• PROBLEM TO WORK ON
Stop at the line containing "Shot-chart audit: point to every instance of the blue hockey": every line of the listing from the first up to that one must be set down exactly.
---------- INFORMATION SUPPLIED
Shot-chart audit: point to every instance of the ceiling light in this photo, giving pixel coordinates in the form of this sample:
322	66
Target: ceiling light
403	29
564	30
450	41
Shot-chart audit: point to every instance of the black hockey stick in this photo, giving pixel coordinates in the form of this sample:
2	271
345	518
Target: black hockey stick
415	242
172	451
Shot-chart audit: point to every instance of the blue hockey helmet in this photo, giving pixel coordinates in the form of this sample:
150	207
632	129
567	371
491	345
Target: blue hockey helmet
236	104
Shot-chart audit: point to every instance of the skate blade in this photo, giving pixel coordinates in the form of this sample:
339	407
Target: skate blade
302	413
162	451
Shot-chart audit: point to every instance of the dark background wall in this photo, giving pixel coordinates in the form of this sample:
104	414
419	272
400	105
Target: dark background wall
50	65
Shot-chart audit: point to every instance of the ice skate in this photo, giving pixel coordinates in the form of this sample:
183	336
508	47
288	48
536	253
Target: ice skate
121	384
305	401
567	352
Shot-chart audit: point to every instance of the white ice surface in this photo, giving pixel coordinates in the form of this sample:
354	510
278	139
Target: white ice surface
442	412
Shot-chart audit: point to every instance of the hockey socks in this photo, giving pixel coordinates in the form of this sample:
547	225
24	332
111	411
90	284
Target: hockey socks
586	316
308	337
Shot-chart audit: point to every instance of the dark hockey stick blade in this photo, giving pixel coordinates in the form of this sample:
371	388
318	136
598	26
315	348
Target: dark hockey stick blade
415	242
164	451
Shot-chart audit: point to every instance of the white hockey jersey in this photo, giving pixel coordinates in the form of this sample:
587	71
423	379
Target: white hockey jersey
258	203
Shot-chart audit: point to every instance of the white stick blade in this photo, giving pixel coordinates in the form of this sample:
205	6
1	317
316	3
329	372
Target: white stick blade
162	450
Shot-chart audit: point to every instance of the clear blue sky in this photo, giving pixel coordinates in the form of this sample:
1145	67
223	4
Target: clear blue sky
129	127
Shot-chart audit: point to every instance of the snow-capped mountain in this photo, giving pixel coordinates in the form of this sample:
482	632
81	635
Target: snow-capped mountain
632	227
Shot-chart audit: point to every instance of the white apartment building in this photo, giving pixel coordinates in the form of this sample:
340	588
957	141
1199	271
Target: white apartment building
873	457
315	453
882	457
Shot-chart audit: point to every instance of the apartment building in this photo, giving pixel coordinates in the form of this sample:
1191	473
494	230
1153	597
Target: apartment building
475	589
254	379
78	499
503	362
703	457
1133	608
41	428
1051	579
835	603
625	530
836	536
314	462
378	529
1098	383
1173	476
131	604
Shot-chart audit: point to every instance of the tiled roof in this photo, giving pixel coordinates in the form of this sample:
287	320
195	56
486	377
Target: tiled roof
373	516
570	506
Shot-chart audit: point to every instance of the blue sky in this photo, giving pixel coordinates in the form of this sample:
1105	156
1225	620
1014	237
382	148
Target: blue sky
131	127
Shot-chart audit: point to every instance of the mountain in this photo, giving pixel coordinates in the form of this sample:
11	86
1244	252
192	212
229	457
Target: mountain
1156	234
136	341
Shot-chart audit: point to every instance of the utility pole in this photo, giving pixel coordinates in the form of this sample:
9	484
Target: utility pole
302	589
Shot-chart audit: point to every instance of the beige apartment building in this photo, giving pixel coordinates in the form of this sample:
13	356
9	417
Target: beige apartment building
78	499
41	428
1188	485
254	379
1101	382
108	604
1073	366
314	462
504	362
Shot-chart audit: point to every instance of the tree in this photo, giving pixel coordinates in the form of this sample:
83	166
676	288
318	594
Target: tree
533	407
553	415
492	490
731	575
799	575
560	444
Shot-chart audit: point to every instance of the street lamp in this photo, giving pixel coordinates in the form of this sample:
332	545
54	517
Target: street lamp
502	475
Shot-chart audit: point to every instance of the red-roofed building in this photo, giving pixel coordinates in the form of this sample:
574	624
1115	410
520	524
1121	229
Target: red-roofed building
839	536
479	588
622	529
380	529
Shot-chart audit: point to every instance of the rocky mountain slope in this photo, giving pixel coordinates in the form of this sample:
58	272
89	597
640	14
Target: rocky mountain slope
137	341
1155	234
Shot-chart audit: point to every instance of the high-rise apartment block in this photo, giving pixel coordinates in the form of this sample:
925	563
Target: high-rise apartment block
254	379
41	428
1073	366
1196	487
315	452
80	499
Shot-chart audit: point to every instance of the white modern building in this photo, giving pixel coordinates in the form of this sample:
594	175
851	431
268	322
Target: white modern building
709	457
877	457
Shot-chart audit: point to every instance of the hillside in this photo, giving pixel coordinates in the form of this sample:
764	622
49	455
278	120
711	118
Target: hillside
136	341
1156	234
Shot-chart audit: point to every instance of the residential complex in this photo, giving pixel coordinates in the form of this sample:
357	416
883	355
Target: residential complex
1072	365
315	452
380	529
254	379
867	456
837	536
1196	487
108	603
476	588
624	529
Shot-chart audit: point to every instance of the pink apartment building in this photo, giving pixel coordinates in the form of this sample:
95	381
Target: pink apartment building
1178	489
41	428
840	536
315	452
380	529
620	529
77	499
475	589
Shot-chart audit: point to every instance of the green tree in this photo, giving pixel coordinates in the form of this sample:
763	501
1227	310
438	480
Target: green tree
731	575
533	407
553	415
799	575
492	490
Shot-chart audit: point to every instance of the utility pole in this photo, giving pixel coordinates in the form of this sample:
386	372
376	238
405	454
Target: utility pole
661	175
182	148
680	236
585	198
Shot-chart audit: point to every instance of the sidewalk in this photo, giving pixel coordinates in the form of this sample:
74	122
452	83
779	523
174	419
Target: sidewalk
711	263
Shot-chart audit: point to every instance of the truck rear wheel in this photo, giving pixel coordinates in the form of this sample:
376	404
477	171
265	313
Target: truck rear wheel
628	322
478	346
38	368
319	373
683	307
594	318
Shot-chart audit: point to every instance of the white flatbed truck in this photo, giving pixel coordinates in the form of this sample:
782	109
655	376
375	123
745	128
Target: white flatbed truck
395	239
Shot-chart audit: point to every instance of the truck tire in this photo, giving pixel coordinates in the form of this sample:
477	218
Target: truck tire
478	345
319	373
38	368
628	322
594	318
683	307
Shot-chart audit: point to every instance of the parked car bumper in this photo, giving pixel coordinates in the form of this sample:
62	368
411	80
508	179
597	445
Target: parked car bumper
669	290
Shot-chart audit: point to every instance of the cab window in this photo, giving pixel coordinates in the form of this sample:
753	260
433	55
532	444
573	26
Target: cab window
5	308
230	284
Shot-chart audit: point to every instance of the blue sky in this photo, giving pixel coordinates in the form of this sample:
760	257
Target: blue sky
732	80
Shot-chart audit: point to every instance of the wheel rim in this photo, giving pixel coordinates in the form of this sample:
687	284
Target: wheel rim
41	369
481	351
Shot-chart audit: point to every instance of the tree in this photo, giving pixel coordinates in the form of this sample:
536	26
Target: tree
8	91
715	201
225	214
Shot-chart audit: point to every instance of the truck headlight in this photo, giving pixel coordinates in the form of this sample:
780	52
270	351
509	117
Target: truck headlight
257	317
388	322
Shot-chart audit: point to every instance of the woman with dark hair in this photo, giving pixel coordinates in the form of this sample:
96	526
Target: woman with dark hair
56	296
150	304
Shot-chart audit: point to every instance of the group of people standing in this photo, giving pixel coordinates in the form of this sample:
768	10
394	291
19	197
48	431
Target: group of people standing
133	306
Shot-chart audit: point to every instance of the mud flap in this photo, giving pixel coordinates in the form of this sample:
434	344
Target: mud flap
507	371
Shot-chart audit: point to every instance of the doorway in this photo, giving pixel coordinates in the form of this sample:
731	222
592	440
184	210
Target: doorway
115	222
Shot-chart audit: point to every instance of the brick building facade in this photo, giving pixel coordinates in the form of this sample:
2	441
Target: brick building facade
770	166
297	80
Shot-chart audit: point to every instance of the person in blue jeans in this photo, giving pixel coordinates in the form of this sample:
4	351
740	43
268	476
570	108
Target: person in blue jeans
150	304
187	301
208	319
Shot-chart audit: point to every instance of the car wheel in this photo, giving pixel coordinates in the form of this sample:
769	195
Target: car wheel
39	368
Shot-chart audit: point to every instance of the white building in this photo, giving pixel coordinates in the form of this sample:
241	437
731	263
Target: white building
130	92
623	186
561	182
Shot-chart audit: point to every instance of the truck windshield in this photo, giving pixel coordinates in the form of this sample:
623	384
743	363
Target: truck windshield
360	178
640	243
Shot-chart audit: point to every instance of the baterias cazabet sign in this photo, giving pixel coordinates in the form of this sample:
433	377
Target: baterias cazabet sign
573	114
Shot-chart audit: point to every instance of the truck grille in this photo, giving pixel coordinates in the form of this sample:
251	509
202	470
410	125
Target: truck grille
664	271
--------------------
• YOUR SOLUTION
Shot-chart audit: point to every instance of the ceiling light in this photo, giving pixel coordinates in the form of this sample:
322	66
Target: ceiling light
403	29
564	30
450	41
Shot-chart audit: point to every instance of the black hockey stick in this photo, giving pixel coordinates in the form of this sample:
2	271
345	518
Target: black hockey stick
415	242
172	451
Shot-chart audit: point to every instance of the blue hockey helmet in this photo, giving pixel coordinates in the form of this sample:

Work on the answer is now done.